EXCERPT PROVIDED »
We will start by staging the ingested data from application platforms like Salesforce, operational databases with CDC transactional data, and machine generated data like logs and metrics. We’re going to clean and normalize the ingested tables to prepare a complete, clean, and efficient data model. From that data model, we’re going to build four projects creating consumption applications for different real-world use-cases. With each of the projects, you’re going to learn something new:
We will build a spreadsheet export for your finance department, where we will explore data modeling and transformation concepts. Since the finance department really cares about the quality of data, we’re going to also learn about how to setup unit and integration tests to maintain high quality.
We will create an alerting system for your operational support team to ensure customer success, where we’re going to learn about orchestration best practices.
Sales data upload that can be ingested back to Salesforce, where we will explore advanced extensibility concepts that will allows us to create and follow standardized practices.
A dashboard directly on Databricks for your product team to monitor live usage. Here we we learn the a lot about observability and data quality.
The best part? All of the code that will be building is completely open-source and accessible. You will be able to apply everything your learn here in your real projects.
Our entire team of best in-class data engineers and architects with tons of experience from companies like Salesforce, Databricks, and Instagram are going to walk you through, step by step, building out these use-cases.

ROWS »
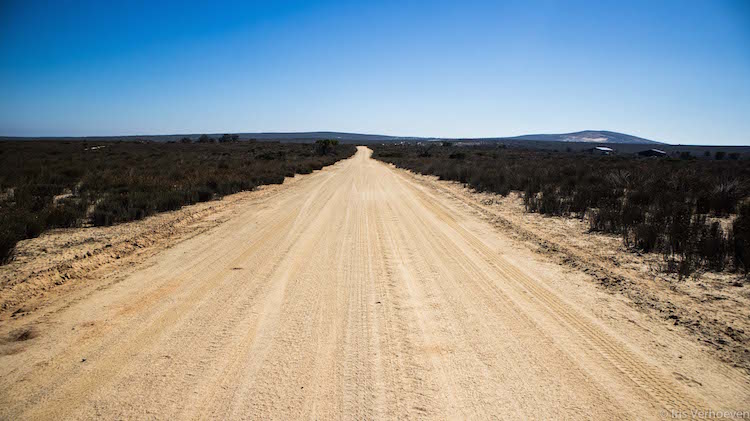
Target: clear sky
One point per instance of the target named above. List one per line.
(674, 71)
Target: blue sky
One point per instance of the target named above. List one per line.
(675, 71)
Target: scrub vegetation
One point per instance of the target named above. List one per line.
(695, 212)
(55, 184)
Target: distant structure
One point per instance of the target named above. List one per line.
(653, 152)
(602, 150)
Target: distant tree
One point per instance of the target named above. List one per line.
(324, 146)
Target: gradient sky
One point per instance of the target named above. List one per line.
(674, 71)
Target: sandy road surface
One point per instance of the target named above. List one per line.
(359, 294)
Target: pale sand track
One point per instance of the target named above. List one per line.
(357, 294)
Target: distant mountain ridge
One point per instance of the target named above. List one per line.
(586, 136)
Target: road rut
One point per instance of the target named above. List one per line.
(356, 293)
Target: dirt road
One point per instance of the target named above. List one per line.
(356, 293)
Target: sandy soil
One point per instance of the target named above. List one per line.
(358, 292)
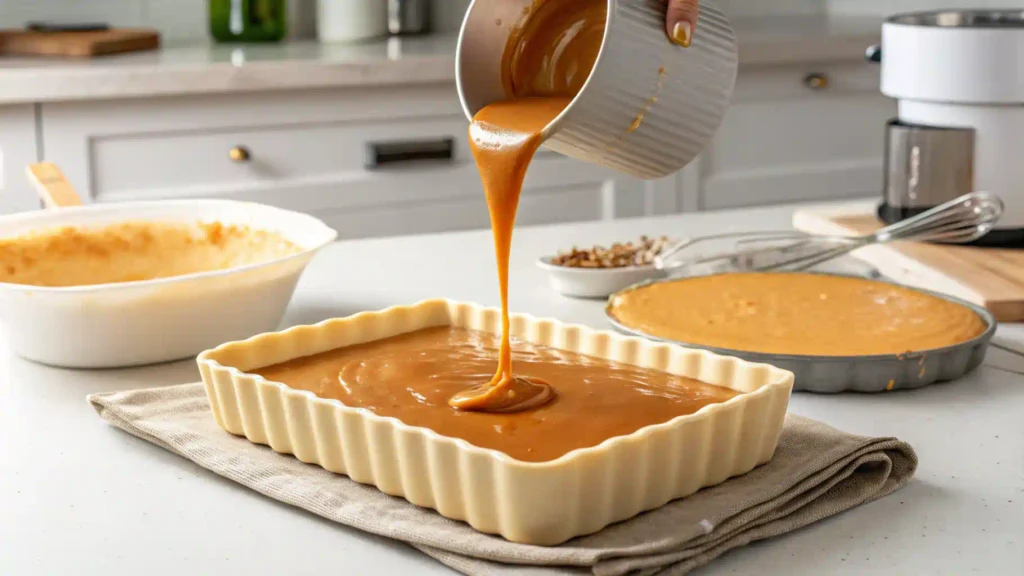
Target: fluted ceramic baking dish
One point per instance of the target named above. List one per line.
(530, 502)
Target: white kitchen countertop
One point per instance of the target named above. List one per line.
(212, 69)
(78, 496)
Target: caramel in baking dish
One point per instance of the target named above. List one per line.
(132, 251)
(796, 314)
(546, 63)
(413, 375)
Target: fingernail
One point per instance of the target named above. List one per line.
(682, 33)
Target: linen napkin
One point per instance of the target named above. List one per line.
(817, 471)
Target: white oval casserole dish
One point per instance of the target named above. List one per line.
(543, 503)
(136, 323)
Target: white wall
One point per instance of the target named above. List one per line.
(886, 7)
(185, 21)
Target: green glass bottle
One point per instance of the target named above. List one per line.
(248, 21)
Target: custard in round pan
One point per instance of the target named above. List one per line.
(796, 314)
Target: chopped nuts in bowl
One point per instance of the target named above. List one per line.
(600, 272)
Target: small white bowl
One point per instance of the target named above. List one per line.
(595, 283)
(136, 323)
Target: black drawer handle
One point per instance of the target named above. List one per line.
(384, 155)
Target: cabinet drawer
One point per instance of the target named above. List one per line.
(201, 163)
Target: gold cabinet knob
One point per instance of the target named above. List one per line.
(816, 81)
(240, 154)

PROBLEM »
In the excerpt on building data projects, what will the alerting system for the operational support team teach?

RESULT »
Orchestration best practices.